DOCUMENT EXTRACT
Patchwork [RFC,08/13] block: drop bdrv_get_aio_context()

login
register
mail settings
Submitter Stefan Hajnoczi
Date June 14, 2013, 9:48 a.m.
Message ID <1371203313-26490-9-git-send-email-stefanha@redhat.com>
Download mbox | patch
Permalink /patch/251310/
State New
Headers show

Comments

Stefan Hajnoczi - June 14, 2013, 9:48 a.m.
Associating a BlockDriverState with a single AioContext is not flexible
enough.  Once we make BlockDriverState thread-safe, it will be possible
to call bdrv_*() functions from multiple event loops.

Use the thread-local AioContext pointer instead of
bdrv_get_aio_context().

Signed-off-by: Stefan Hajnoczi <stefanha@redhat.com>
---
 block.c                   | 6 ------
 block/raw-posix.c         | 4 ++--
 block/raw-win32.c         | 2 +-
 include/block/block_int.h | 7 -------
 4 files changed, 3 insertions(+), 16 deletions(-)
Paolo Bonzini - June 14, 2013, 2:12 p.m.
Il 14/06/2013 05:48, Stefan Hajnoczi ha scritto:
> Associating a BlockDriverState with a single AioContext is not flexible
> enough.  Once we make BlockDriverState thread-safe, it will be possible
> to call bdrv_*() functions from multiple event loops.

I'm afraid that this is trading some pain now (converting
qemu_bh_new/qemu_set_fd_handler to aio_bh_new/aio_set_fd_handler) for
more pain later (having to make BDS thread-safe).  There aren't that
many (~40) in block layer code.

Making BlockDriverState thread-safe is hard, it is much simpler to run
all the BlockDriverState code in the AioContext thread itself.

There are some things that cannot (basically monitor commands and other
places that are currently using bdrv_drain_all) but they can simply take
a "big AioContext lock".

Paolo
Stefan Hajnoczi - June 17, 2013, 2:57 p.m.
On Fri, Jun 14, 2013 at 10:12:00AM -0400, Paolo Bonzini wrote:
> Il 14/06/2013 05:48, Stefan Hajnoczi ha scritto:
> > Associating a BlockDriverState with a single AioContext is not flexible
> > enough.  Once we make BlockDriverState thread-safe, it will be possible
> > to call bdrv_*() functions from multiple event loops.
> 
> I'm afraid that this is trading some pain now (converting
> qemu_bh_new/qemu_set_fd_handler to aio_bh_new/aio_set_fd_handler) for
> more pain later (having to make BDS thread-safe).  There aren't that
> many (~40) in block layer code.
> 
> Making BlockDriverState thread-safe is hard, it is much simpler to run
> all the BlockDriverState code in the AioContext thread itself.
> 
> There are some things that cannot (basically monitor commands and other
> places that are currently using bdrv_drain_all) but they can simply take
> a "big AioContext lock".

I don't like a big AioContext lock that stops the event loop because we
need to support a M:N device:iothread model where stopping an event loop
means artificially stopping other devices too.

WORK INSTRUCTIONS
In the patch discussion above:
1. What does the patch use in place of bdrv_get_aio_context()?
2. How many files does the patch change, and how many insertions and deletions does it make?
3. What model does the June 17 reply say must be supported?

SUPPLIED INFORMATION
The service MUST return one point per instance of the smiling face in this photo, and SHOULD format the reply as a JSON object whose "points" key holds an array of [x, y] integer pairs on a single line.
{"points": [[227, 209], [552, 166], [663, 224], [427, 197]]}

CORRECT RESPONSE
1. The thread-local AioContext pointer.
2. 4 files, with 3 insertions and 16 deletions.
3. An M:N device:iothread model.